— ПИСЬМЕННОЕ ЗАДАНИЕ 1 —
Подсчитайте, в скольких строках ниже встречается слово «blue». Дайте только число.

— ФРАГМЕНТ ТЕКСТА —
________________________
2. Автономия искусства в эстетике Канта и Шиллера

Ранее мы коснулись предыстории образования автономии искусства на примере изобразительного искусства Возрожде­ния; лишь в XVIII веке с развитием буржуазного общества и приходом экономически окрепшей буржуазии к политической власти возникает систематическая эстетика как философская дисциплина, в которой создается новое понятие автономного искусства. В философской эстетике результат длящегося века­ми процесса был доведен до своего понятия. Вместе с «совре­менным, вошедшим в обиход лишь в конце XVIII века понятием искусства как общего обозначения поэзии, музыки, сценичес­кого, изобразительного, архитектурного искусства»9 художе­ственная деятельность начинает считаться отличной от всех других видов деятельности. «Различные искусства были избав­лены от связи с жизнью и осознаны в их целостности... и это целое как сфера бесцельного творчества и незаинтересован­ного удовольствия было противопоставлено жизни общества, рациональная организация которого в строгом соответствии с определимыми целями казалась делом будущего».10 Лишь с учреждением эстетики как самостоятельной области фи­лософского знания возникло понятие искусства, приведшее к тому, что художественное творчество выпало из жизненной целостности социальной деятельности и стало по отношению к ним абстрактным. Если со времен эллинизма и особенно Горация единство delectare и prodesse было не только общим местом существующих поэтик, но и основным принципом художественного самосознания, то построение сферы искусства, свободной от целей, приводит к тому, что в теории prodesse на­чинает пониматься как внеэстетический фактор, а в критике дидактическая направленность работ осуждается как нехудо­жественная.
________________________
— ПИСЬМЕННОЕ ЗАДАНИЕ 2 —
В каком веке, согласно фрагменту текста, возникает систематическая эстетика как философская дисциплина?

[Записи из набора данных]
________________________
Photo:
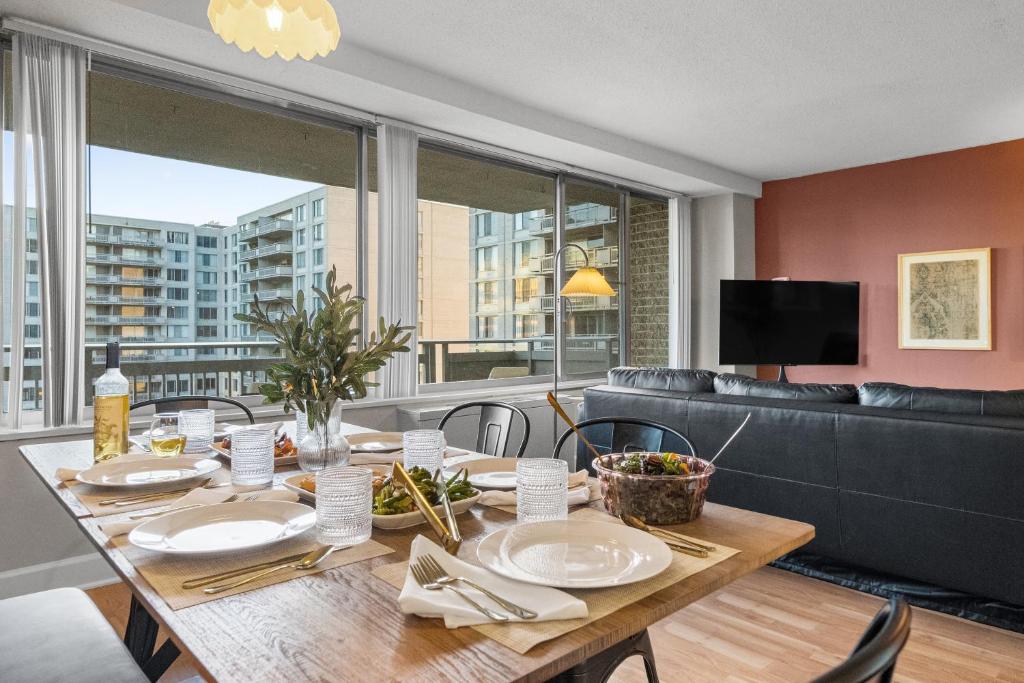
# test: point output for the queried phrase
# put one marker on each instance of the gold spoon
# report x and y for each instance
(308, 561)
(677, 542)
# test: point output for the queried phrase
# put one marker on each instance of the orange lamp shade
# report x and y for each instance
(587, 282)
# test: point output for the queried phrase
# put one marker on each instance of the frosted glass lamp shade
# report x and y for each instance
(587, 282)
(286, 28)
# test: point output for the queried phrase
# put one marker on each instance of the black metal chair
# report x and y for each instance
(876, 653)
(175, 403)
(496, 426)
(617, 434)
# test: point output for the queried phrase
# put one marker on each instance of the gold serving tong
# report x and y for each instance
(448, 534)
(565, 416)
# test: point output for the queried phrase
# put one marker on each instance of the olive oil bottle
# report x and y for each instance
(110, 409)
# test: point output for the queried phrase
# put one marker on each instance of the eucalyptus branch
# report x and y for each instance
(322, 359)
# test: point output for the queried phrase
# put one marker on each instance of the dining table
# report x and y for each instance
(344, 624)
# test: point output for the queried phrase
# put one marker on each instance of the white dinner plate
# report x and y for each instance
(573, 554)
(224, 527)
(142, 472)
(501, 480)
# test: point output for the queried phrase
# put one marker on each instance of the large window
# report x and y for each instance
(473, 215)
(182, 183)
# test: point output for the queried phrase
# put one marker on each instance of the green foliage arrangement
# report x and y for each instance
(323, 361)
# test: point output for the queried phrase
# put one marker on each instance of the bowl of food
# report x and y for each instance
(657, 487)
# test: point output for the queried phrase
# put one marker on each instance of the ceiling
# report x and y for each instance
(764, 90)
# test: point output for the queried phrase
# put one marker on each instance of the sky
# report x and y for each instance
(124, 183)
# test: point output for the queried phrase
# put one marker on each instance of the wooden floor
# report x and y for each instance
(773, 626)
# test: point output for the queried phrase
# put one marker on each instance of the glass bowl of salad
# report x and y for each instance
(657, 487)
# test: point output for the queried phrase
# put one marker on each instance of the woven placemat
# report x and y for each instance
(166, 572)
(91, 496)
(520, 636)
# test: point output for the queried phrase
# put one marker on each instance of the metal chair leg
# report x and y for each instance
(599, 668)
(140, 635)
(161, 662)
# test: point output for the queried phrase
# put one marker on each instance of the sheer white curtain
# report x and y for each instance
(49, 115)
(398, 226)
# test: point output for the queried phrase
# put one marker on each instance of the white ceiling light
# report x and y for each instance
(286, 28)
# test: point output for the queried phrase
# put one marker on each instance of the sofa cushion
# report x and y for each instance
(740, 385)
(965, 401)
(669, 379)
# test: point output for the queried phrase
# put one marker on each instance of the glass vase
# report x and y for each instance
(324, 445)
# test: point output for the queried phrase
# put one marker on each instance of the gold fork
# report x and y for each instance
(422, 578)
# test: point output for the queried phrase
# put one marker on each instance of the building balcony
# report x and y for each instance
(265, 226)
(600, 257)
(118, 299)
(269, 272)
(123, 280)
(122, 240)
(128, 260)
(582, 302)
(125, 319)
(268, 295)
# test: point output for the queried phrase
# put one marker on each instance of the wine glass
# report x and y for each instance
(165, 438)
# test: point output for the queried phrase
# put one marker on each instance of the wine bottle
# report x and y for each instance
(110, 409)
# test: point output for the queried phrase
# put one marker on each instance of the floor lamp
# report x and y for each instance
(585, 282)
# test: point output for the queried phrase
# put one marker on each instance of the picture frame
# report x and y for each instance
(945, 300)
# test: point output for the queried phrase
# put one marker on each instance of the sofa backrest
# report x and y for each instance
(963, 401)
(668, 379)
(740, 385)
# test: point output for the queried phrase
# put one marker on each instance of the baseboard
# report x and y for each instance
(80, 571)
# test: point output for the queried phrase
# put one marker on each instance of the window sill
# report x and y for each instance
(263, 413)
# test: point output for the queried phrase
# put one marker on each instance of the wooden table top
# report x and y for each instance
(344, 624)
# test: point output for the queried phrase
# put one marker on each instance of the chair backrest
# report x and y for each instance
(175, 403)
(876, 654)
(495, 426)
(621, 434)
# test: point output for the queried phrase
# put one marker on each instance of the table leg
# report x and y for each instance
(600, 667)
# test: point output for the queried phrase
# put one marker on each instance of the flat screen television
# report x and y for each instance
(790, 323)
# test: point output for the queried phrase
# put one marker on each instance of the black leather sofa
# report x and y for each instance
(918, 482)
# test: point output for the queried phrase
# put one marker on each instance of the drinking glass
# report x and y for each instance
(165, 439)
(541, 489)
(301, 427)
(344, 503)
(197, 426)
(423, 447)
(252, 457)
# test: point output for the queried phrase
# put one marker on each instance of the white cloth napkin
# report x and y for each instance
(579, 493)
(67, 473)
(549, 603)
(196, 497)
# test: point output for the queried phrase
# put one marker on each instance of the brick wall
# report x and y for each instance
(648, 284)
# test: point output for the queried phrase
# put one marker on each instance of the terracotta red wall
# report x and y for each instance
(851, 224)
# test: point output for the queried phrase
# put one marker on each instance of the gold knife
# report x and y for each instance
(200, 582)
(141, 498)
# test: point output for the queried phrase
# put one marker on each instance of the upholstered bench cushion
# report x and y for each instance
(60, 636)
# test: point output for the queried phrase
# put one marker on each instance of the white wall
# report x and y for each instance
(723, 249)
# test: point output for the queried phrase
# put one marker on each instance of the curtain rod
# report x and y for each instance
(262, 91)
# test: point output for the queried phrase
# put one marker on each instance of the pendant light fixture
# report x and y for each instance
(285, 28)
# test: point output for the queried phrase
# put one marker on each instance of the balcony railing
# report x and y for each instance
________________________
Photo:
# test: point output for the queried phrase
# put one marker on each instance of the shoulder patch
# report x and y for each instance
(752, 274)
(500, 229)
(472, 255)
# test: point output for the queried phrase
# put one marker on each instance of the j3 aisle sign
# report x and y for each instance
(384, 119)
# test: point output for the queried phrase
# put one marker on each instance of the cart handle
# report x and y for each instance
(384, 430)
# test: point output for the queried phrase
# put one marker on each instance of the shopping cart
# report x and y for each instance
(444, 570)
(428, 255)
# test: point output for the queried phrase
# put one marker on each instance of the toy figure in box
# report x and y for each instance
________________________
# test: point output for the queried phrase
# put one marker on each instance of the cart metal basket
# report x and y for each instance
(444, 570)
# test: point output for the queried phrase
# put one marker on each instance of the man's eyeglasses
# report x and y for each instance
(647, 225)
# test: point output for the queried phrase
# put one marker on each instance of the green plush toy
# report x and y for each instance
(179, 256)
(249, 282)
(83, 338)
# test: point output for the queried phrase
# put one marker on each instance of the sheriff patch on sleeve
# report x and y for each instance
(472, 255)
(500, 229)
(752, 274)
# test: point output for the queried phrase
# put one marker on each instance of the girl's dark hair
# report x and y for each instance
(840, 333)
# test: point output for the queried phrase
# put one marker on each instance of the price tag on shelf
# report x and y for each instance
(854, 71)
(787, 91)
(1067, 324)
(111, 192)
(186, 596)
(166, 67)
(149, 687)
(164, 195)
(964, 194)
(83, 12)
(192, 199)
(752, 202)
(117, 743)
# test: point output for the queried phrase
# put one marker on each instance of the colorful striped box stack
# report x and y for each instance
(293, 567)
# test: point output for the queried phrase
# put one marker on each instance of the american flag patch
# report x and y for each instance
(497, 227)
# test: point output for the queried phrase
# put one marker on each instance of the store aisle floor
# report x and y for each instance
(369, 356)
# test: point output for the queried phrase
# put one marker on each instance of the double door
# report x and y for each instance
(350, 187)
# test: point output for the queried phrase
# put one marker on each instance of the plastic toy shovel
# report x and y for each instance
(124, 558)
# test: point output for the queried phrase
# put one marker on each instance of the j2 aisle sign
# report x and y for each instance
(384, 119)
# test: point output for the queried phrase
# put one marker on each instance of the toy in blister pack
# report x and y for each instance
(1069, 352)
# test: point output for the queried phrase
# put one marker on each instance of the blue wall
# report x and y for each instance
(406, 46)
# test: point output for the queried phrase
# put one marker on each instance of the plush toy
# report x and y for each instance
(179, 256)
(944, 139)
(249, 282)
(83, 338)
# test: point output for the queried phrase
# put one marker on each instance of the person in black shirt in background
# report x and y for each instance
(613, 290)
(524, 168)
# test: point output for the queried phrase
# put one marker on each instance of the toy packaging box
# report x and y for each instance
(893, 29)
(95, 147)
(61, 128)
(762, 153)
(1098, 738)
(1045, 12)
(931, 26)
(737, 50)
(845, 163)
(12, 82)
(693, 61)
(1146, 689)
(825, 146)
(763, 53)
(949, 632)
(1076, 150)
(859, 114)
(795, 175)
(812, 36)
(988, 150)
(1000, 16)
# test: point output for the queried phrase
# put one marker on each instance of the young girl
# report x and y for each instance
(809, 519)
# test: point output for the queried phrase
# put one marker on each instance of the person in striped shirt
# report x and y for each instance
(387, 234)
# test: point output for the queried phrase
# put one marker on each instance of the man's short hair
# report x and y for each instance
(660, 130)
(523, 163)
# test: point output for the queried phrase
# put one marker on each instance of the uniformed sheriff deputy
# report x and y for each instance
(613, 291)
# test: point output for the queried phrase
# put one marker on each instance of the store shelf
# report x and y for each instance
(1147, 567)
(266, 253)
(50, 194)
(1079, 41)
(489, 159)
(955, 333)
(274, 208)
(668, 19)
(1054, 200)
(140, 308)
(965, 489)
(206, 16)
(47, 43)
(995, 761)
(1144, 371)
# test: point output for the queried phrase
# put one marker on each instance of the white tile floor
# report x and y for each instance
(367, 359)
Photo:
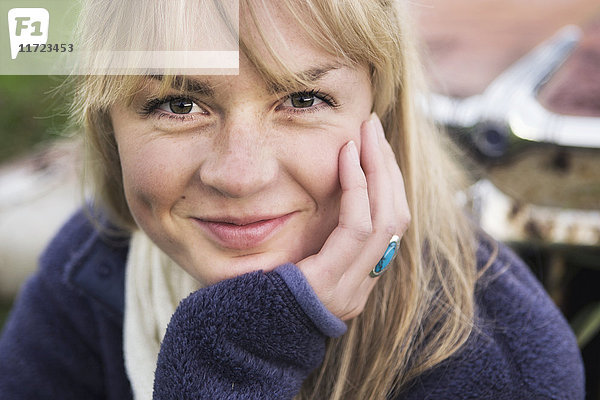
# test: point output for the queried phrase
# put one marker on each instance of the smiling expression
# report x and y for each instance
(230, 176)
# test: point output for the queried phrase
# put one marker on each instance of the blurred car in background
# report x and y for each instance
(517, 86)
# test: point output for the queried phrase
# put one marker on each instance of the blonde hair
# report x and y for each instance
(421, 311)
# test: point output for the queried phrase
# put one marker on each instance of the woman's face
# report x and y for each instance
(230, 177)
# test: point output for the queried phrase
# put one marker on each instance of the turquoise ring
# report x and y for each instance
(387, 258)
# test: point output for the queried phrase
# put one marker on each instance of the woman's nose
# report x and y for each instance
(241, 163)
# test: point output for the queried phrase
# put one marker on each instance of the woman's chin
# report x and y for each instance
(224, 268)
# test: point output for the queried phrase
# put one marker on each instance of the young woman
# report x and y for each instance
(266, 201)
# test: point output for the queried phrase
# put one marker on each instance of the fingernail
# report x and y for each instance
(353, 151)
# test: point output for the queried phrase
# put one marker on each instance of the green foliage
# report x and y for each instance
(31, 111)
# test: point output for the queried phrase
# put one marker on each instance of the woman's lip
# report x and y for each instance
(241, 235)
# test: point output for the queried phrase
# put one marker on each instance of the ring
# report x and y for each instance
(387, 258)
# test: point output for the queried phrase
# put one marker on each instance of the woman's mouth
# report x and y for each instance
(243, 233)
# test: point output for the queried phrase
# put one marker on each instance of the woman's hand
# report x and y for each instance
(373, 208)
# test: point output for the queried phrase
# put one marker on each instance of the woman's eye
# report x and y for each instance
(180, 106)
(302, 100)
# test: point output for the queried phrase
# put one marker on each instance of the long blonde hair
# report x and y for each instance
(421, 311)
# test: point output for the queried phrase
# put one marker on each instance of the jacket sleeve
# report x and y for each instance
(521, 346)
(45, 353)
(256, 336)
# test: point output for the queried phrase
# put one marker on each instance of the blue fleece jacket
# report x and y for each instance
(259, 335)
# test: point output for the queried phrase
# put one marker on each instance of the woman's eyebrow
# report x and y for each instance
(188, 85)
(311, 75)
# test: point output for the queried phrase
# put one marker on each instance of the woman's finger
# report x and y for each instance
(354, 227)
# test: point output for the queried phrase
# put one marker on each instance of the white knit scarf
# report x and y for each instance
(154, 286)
________________________
— ПОЛНЫЙ ОТВЕТ 1 —
2

— ПОЛНЫЙ ОТВЕТ 2 —
В XVIII веке.